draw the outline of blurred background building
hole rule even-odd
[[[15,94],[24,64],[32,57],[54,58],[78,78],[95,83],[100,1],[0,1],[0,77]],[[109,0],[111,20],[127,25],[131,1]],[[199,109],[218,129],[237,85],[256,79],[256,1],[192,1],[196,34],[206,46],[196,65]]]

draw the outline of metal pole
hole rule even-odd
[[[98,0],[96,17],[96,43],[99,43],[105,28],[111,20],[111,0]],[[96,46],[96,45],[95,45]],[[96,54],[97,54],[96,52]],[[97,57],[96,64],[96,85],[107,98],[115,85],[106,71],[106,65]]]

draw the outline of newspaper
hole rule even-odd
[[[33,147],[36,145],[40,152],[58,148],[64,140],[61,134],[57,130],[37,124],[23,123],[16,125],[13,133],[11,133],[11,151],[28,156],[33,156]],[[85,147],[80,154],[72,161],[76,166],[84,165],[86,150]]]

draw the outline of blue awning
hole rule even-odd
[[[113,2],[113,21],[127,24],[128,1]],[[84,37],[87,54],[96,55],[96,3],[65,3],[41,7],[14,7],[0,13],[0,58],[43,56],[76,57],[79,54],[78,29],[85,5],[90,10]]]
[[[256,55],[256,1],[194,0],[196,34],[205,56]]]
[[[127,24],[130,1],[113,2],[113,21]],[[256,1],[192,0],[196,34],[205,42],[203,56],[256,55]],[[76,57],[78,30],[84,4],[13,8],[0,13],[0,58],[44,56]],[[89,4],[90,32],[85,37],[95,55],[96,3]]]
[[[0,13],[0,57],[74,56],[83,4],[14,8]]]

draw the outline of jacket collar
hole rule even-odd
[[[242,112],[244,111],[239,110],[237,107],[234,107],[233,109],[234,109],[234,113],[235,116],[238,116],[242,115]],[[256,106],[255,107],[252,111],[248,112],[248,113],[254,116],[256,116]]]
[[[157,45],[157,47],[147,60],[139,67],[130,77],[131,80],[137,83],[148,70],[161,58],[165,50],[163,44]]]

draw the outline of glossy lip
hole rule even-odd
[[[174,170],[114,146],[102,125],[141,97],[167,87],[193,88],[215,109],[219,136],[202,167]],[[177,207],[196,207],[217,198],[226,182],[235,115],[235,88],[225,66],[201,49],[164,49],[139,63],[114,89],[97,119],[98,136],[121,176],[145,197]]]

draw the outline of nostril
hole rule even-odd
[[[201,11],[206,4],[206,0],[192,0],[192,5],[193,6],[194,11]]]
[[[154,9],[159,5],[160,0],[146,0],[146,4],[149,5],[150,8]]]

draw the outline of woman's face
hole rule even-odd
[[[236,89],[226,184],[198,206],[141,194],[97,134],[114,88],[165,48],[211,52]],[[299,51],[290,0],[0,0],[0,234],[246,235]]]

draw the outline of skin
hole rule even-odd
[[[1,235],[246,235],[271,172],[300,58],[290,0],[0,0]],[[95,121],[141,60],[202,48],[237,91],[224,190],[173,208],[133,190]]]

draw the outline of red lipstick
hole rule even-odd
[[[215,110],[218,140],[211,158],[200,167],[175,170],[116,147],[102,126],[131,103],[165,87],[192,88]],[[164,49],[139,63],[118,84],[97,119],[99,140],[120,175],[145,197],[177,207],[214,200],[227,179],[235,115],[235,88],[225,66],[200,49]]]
# # # # # # #
> _Task_: Render every line of the items above as a Markdown table with the columns Row and Text, numbering the rows in order and skipping blank lines.

> _Exercise answer_:
| Row | Text |
|---|---|
| 1 | draw the outline of blurred background building |
| 2 | hole rule even-odd |
| 3 | [[[15,94],[24,64],[32,57],[54,58],[78,78],[95,83],[100,1],[0,1],[0,77]],[[109,0],[111,20],[127,25],[131,1]],[[199,109],[218,129],[237,85],[256,79],[256,1],[192,1],[196,34],[206,46],[196,65]]] |
| 4 | draw the outline of metal pole |
| 5 | hole rule even-odd |
| 6 | [[[98,0],[96,17],[96,43],[99,43],[105,28],[111,20],[111,0]],[[96,46],[96,45],[95,45]],[[96,54],[97,54],[96,52]],[[97,57],[96,64],[96,85],[107,98],[115,85],[106,71],[106,65]]] |
| 7 | draw the outline of newspaper |
| 8 | hole rule even-odd |
| 9 | [[[33,147],[36,145],[40,152],[58,148],[64,140],[61,134],[57,130],[37,124],[23,123],[16,125],[13,133],[11,133],[11,151],[28,156],[33,156]],[[85,147],[80,154],[72,161],[76,166],[84,165],[86,150]]] |
| 10 | draw the outline of blue awning |
| 11 | hole rule even-odd |
| 12 | [[[113,2],[113,21],[127,24],[128,1]],[[84,37],[87,54],[96,55],[96,3],[65,3],[41,7],[14,7],[0,13],[0,58],[43,56],[76,57],[79,54],[78,29],[85,5],[90,10]]] |
| 13 | [[[256,55],[256,1],[194,0],[196,34],[205,56]]] |
| 14 | [[[127,24],[130,1],[113,2],[113,21]],[[256,1],[192,0],[196,34],[205,42],[203,56],[256,55]],[[76,57],[78,30],[84,4],[13,8],[0,13],[0,58],[44,56]],[[89,4],[90,32],[85,37],[95,55],[96,3]]] |
| 15 | [[[0,13],[0,57],[74,56],[83,4],[14,8]]] |
| 16 | draw the outline of jacket collar |
| 17 | hole rule even-odd |
| 18 | [[[242,112],[244,111],[239,110],[237,107],[234,107],[233,109],[234,109],[234,113],[235,116],[238,116],[242,115]],[[256,106],[255,107],[252,111],[248,112],[248,113],[254,116],[256,116]]] |
| 19 | [[[157,45],[157,47],[147,60],[139,67],[130,77],[131,80],[137,83],[148,70],[161,58],[165,50],[163,44]]] |
| 20 | draw the outline of glossy lip |
| 21 | hole rule even-odd |
| 22 | [[[174,170],[114,146],[102,125],[141,97],[167,87],[193,88],[215,109],[219,136],[202,167]],[[177,207],[196,207],[217,198],[226,182],[235,115],[235,88],[225,66],[201,49],[164,49],[139,63],[114,89],[97,119],[98,136],[121,176],[145,197]]] |
| 23 | draw the outline of nostril |
| 24 | hole rule even-odd |
| 25 | [[[201,11],[206,4],[206,0],[192,0],[192,5],[193,6],[194,11]]] |
| 26 | [[[154,9],[159,5],[160,0],[146,0],[146,4],[149,5],[150,8]]] |
| 27 | draw the outline of woman's face |
| 28 | hole rule even-odd |
| 29 | [[[236,89],[226,184],[198,206],[141,194],[97,134],[114,88],[165,48],[211,52]],[[299,51],[290,0],[0,0],[0,234],[246,235]]] |
| 30 | draw the outline of skin |
| 31 | hole rule even-odd |
| 32 | [[[1,235],[246,235],[271,172],[300,58],[290,0],[0,0]],[[95,121],[141,60],[202,48],[237,91],[224,190],[173,208],[133,190]]] |
| 33 | draw the outline of red lipstick |
| 34 | hole rule even-odd |
| 35 | [[[215,110],[218,140],[211,158],[200,167],[175,170],[116,147],[102,126],[131,103],[165,87],[192,88]],[[164,49],[139,63],[118,84],[97,119],[99,140],[120,175],[145,197],[177,207],[214,200],[227,179],[235,115],[235,88],[225,66],[200,49]]] |